### Document segment
######
Welcome to 2023 and fasten your seatbelt… if you can still buckle after the usual end of the year’s celebrations and endless meals. If you are lucky enough to return only today from vacation, this week’s economic agenda will be rather quiet, light and thus easy to digest, in line with a due diet. Moreover, equity and bond markets have started the year with a bang so far… if you exclude the ongoing deflating valuations of US tech/growth mega-cap.

 Investors have been indeed reassured by recent economic data, especially the December US job report released last Friday, which fitted perfectly into the supportive narrative of decent or resilient growth (or in any case, still no signs of hard landing) and peaking inflation. US payrolls beat expectations once again (9th straight beat in a row), unemployment rate fell unexpectedly to 3.5% but average hourly earnings rose less than expected (“only” +0.3% vs. +0.4% expected and prior month was revised down to +0.4% from +0.6%). As a result, the yoy increase in wages growth came at 4.6% instead of 5.0% anticipated and 5.1% the prior month. So, while a strong job market with payrolls gains and declining unemployment rate (good news for growth), might -at first glance- encourage Fed’s hawkishness for longer than investors might think, the weaker wages growth ultimately means less reasons for the Fed to hurry up and risk an overtightening to cool down quickly inflationary pressures.
Keep in mind that the Fed doesn’t want per se an increase in unemployment rate or fewer jobs, what it wants is just lower wage growth to 3-4% circa, which will be consistent with its inflation target… Downward trending hourly earnings with continued job creation/strong labor market sound like a soft landing for now. Add to that some narratives chunks of China re-opening and peaking inflation in Europe and you should likely fell a Goldilocks smell! That’s why markets reacted positively in this first days of 2023.
 
Despite this favorable narrative won’t likely last until year-end, it might extend for a few more days and weeks… especially if the key economic data highlight of this week, namely the US December CPI (released on Thursday), confirms the current trend of declining/moderating inflationary pressures.
######
### Extracted material
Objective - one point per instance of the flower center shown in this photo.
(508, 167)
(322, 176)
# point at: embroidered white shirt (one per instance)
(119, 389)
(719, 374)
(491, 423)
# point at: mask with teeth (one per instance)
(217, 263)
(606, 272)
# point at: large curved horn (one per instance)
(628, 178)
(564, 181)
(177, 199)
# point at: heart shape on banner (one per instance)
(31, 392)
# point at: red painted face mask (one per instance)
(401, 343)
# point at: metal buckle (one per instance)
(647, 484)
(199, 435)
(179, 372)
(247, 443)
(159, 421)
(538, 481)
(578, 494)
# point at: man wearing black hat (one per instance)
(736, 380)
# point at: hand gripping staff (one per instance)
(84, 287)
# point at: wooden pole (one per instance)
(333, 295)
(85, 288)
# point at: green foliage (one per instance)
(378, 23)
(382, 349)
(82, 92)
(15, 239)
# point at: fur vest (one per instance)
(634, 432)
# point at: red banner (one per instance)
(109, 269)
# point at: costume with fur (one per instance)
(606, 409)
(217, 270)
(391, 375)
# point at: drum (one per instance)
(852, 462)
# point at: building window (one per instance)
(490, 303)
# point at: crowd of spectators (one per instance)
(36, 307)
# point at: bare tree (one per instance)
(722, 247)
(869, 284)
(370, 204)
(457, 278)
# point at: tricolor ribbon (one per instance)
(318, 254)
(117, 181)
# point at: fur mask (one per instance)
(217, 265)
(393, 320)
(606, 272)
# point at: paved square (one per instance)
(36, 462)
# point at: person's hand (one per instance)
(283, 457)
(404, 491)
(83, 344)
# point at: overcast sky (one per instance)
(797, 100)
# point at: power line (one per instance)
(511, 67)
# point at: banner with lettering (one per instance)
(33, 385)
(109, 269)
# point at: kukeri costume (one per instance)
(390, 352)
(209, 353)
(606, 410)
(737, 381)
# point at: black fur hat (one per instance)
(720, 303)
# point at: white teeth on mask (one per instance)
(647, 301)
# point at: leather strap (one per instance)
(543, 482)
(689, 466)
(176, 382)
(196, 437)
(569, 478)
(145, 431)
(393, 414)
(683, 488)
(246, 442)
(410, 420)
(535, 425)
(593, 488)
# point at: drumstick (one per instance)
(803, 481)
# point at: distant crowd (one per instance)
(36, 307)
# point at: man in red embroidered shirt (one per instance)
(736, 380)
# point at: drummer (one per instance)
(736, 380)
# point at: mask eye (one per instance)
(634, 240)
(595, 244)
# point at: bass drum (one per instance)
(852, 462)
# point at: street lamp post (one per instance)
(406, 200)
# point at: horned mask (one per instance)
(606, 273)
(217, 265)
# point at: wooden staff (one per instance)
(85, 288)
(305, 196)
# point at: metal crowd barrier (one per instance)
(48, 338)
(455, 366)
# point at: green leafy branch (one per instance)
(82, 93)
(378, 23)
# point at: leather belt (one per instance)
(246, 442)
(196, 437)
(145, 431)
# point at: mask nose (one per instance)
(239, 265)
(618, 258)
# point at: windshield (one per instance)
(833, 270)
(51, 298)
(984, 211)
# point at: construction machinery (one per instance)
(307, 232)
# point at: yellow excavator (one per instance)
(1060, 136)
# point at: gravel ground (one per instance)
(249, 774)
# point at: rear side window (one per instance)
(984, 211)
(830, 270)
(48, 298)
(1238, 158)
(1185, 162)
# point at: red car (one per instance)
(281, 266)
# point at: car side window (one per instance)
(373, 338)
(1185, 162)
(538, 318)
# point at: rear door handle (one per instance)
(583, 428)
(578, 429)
######
### Directions
Please state the year-over-year wage growth the market commentary above reports for the December US job report.

### Answer below
4.6%